**What is required:**
Copy the material from its start through the line containing "left=283, top=40, right=300, bottom=57", that line included, adding 51 to every box coordinate in the answers while leaving the numbers in the requests and their format samples unchanged. Leave the pictures out of your copy.

**Dataset content:**
**********

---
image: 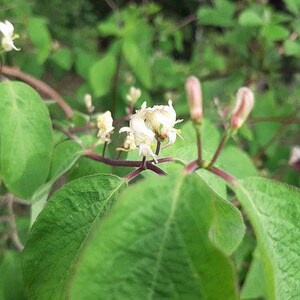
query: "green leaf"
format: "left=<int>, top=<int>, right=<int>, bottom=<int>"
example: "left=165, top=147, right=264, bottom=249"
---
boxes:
left=241, top=249, right=266, bottom=299
left=89, top=53, right=117, bottom=97
left=261, top=24, right=289, bottom=42
left=51, top=48, right=73, bottom=71
left=198, top=0, right=235, bottom=27
left=31, top=141, right=84, bottom=224
left=283, top=40, right=300, bottom=57
left=284, top=0, right=300, bottom=15
left=0, top=81, right=53, bottom=199
left=123, top=40, right=152, bottom=88
left=28, top=18, right=51, bottom=64
left=0, top=251, right=26, bottom=300
left=49, top=141, right=84, bottom=180
left=70, top=175, right=241, bottom=300
left=220, top=146, right=258, bottom=179
left=22, top=174, right=125, bottom=299
left=238, top=9, right=264, bottom=27
left=235, top=177, right=300, bottom=299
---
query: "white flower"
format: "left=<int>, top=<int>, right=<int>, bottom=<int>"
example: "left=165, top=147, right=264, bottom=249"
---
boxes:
left=145, top=100, right=183, bottom=148
left=119, top=102, right=157, bottom=162
left=126, top=86, right=142, bottom=104
left=97, top=110, right=114, bottom=142
left=0, top=20, right=20, bottom=51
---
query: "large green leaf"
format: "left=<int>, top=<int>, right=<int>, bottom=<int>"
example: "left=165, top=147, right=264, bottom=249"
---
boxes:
left=0, top=81, right=52, bottom=199
left=0, top=251, right=26, bottom=300
left=70, top=175, right=243, bottom=300
left=23, top=174, right=125, bottom=299
left=235, top=177, right=300, bottom=300
left=31, top=141, right=84, bottom=224
left=241, top=249, right=266, bottom=299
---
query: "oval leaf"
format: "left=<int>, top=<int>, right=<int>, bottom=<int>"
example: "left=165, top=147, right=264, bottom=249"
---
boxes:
left=69, top=175, right=243, bottom=300
left=235, top=177, right=300, bottom=300
left=23, top=174, right=125, bottom=299
left=0, top=81, right=52, bottom=199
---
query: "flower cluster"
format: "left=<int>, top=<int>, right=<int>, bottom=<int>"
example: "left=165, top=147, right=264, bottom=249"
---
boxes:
left=97, top=110, right=114, bottom=142
left=119, top=100, right=182, bottom=162
left=0, top=20, right=20, bottom=51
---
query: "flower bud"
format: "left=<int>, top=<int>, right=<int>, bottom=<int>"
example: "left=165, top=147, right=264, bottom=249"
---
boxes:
left=126, top=86, right=142, bottom=104
left=185, top=76, right=203, bottom=121
left=231, top=87, right=254, bottom=129
left=0, top=20, right=21, bottom=52
left=84, top=94, right=95, bottom=113
left=289, top=146, right=300, bottom=172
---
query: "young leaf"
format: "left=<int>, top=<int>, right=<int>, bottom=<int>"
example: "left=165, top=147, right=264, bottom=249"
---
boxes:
left=69, top=175, right=243, bottom=300
left=23, top=174, right=125, bottom=299
left=0, top=81, right=52, bottom=199
left=235, top=177, right=300, bottom=299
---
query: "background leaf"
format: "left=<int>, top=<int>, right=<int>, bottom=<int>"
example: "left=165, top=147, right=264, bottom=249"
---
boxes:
left=28, top=17, right=51, bottom=64
left=89, top=53, right=117, bottom=97
left=0, top=81, right=52, bottom=199
left=123, top=41, right=152, bottom=88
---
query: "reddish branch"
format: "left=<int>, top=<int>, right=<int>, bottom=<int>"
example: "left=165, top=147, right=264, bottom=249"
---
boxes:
left=248, top=117, right=300, bottom=124
left=1, top=66, right=73, bottom=118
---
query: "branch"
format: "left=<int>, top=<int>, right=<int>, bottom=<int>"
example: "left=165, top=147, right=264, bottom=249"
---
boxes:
left=85, top=150, right=174, bottom=169
left=248, top=117, right=300, bottom=124
left=1, top=66, right=73, bottom=118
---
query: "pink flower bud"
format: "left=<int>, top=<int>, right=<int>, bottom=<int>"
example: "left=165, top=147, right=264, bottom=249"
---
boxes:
left=185, top=76, right=203, bottom=121
left=289, top=146, right=300, bottom=172
left=231, top=87, right=254, bottom=129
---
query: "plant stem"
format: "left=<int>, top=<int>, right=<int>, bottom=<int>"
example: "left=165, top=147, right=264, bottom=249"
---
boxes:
left=248, top=117, right=300, bottom=124
left=85, top=149, right=174, bottom=168
left=125, top=161, right=167, bottom=181
left=102, top=142, right=107, bottom=157
left=155, top=141, right=161, bottom=155
left=209, top=130, right=231, bottom=167
left=111, top=54, right=122, bottom=117
left=125, top=167, right=144, bottom=181
left=183, top=159, right=200, bottom=174
left=147, top=162, right=167, bottom=175
left=194, top=123, right=202, bottom=163
left=207, top=166, right=237, bottom=185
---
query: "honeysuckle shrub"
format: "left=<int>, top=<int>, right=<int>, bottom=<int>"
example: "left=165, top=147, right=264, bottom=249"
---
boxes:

**********

**Complete output:**
---
image: 
query: "green leaf"
format: "left=<int>, top=<int>, right=<int>, bottom=<int>"
example: "left=165, top=147, right=264, bottom=249"
---
boxes:
left=292, top=300, right=317, bottom=350
left=140, top=104, right=168, bottom=148
left=312, top=75, right=340, bottom=93
left=102, top=99, right=124, bottom=122
left=249, top=51, right=286, bottom=78
left=82, top=192, right=135, bottom=275
left=334, top=91, right=351, bottom=108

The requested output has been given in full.